===== The data =====

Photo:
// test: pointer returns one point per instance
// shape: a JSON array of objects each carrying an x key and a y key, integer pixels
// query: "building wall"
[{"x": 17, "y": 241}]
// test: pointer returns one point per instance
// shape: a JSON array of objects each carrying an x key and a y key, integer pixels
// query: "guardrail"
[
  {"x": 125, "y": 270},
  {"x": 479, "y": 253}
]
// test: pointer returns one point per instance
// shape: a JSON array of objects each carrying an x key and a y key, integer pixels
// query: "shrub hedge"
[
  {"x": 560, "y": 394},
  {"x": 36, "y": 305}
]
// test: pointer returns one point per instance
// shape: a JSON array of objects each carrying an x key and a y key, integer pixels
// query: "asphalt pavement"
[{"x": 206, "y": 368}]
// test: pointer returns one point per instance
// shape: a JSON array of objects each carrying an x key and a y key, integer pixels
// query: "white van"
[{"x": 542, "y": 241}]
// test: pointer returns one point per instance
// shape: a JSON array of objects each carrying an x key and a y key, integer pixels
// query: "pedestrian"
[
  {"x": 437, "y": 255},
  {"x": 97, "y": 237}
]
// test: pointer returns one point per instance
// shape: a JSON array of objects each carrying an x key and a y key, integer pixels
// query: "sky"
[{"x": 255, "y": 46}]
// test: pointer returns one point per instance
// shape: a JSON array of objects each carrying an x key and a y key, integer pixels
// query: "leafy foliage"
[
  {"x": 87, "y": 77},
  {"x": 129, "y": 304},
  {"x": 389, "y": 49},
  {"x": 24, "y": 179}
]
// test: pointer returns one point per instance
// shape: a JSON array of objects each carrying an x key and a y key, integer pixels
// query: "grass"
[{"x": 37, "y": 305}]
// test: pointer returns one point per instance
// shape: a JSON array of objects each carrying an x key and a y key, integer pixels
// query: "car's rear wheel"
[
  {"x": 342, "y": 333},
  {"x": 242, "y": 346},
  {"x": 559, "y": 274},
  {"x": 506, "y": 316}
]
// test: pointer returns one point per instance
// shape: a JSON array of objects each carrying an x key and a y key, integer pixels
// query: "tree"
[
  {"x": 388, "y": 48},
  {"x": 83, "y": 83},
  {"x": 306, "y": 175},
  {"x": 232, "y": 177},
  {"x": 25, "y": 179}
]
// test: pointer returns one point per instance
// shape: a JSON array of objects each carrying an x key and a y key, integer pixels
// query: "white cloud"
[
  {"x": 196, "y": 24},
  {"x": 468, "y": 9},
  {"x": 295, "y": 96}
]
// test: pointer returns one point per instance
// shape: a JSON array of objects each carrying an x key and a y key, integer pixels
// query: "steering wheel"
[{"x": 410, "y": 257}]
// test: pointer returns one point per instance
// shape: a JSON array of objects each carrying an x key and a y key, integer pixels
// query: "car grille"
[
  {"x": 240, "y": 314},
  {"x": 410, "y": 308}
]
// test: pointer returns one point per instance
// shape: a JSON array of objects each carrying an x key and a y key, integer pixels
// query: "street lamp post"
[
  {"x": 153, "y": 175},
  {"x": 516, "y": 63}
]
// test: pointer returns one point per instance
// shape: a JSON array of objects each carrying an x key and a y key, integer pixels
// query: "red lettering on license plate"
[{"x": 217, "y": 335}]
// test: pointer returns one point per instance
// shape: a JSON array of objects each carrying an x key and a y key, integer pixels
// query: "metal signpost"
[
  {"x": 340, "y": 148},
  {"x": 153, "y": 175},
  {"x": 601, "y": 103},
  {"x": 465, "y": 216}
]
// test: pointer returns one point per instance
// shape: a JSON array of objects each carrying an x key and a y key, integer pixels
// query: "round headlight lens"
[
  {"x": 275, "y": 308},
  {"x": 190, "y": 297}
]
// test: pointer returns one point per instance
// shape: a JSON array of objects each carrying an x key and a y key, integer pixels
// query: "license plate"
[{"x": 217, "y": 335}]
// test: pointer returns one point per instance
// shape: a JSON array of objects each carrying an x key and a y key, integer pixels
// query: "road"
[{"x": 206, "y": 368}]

=====

- _What you need to do_
Copy down the material exactly as written.

- _Exercise response_
Photo:
// test: pointer returns one point per instance
// shape: a JSON array of objects each carrying an x key and a y key, integer pixels
// query: "building wall"
[{"x": 17, "y": 241}]
// test: pointer returns one point per instance
// shape: a JSON array of objects each carrying an x key and a y key, integer pixels
// query: "guardrail"
[
  {"x": 125, "y": 270},
  {"x": 479, "y": 253}
]
// test: pointer returns one point per instance
// shape: a JSON array of objects each carrying an x key and a y key, integer pixels
// query: "shrub hedge"
[
  {"x": 560, "y": 394},
  {"x": 36, "y": 305}
]
// test: pointer returns one point per instance
// shape: a JSON array of objects each carrying an x key and a y key, integer pixels
// query: "asphalt pavement"
[{"x": 206, "y": 368}]
// test: pointer returns one point per instance
// shape: a JSON array of objects each carrying an x key and a y key, integer pixels
// query: "white van"
[{"x": 542, "y": 241}]
// test: pointer returns one point per instance
// shape: a JSON array of objects each carrying an x key and a y key, integer pixels
// query: "pedestrian"
[
  {"x": 437, "y": 255},
  {"x": 97, "y": 237}
]
// test: pointer returns one point per instance
// shape: a JSON array of objects each carrying an x key and a y key, integer pixels
// query: "sky"
[{"x": 255, "y": 46}]
// test: pointer returns one point per instance
// shape: a JSON array of objects each carrying an x key and a y key, integer pixels
// query: "leafy foliage"
[
  {"x": 87, "y": 77},
  {"x": 129, "y": 304},
  {"x": 389, "y": 49},
  {"x": 24, "y": 179}
]
// test: pointer returns one point per instance
// shape: a JSON array of objects each carrying an x key and a y key, integer pixels
// query: "grass"
[{"x": 37, "y": 305}]
// test: pointer returns one point per instance
// shape: a JSON array of objects each carrying an x key and a y key, integer pixels
// query: "car's rear wheel"
[
  {"x": 342, "y": 333},
  {"x": 242, "y": 346},
  {"x": 559, "y": 274},
  {"x": 506, "y": 316}
]
// test: pointer returns one point per instance
// shape: a JSON array of objects each carrying an x key and a y key, integer pixels
// query: "tree"
[
  {"x": 388, "y": 48},
  {"x": 83, "y": 83},
  {"x": 306, "y": 175},
  {"x": 232, "y": 177},
  {"x": 25, "y": 179}
]
// test: pointer returns one point per instance
// shape: a JSON array of objects each carrying an x key and a y key, integer pixels
// query: "white cloud"
[
  {"x": 196, "y": 24},
  {"x": 468, "y": 9},
  {"x": 295, "y": 96}
]
// test: pointer returns one point per instance
// shape: a JSON array of objects each carrying an x key and a y key, integer pixels
// query: "steering wheel"
[{"x": 410, "y": 257}]
// test: pointer returns one point per instance
// shape: a JSON array of objects each carrying an x key and a y key, integer pixels
// query: "car grille"
[
  {"x": 240, "y": 314},
  {"x": 410, "y": 308}
]
// test: pointer returns one point per instance
// shape: a JSON array of objects each carrying an x key and a y key, integer pixels
// query: "street lamp post"
[
  {"x": 153, "y": 175},
  {"x": 516, "y": 63}
]
// test: pointer returns one point per instance
// shape: a JSON array of objects each carrying an x key and a y key, integer pixels
// query: "red lettering on license plate"
[{"x": 217, "y": 335}]
// test: pointer returns one point per instance
// shape: a JSON array of objects each carrying an x key and a y key, integer pixels
// query: "metal signpost"
[
  {"x": 340, "y": 148},
  {"x": 153, "y": 175},
  {"x": 601, "y": 103},
  {"x": 465, "y": 216}
]
// test: pointer returns one point per instance
// shape: a JSON array of objects each carrying an x key and a y key, integer pixels
// query: "round headlight lens"
[
  {"x": 275, "y": 308},
  {"x": 190, "y": 297}
]
// test: pointer returns one point per instance
// shape: a JSON array of objects each carrying an x key and a y key, integer pixels
// query: "license plate"
[{"x": 217, "y": 335}]
// test: pointer returns one point per instance
// shape: a JSON array of objects each carrying an x key and a y key, integer pixels
// query: "road"
[{"x": 206, "y": 368}]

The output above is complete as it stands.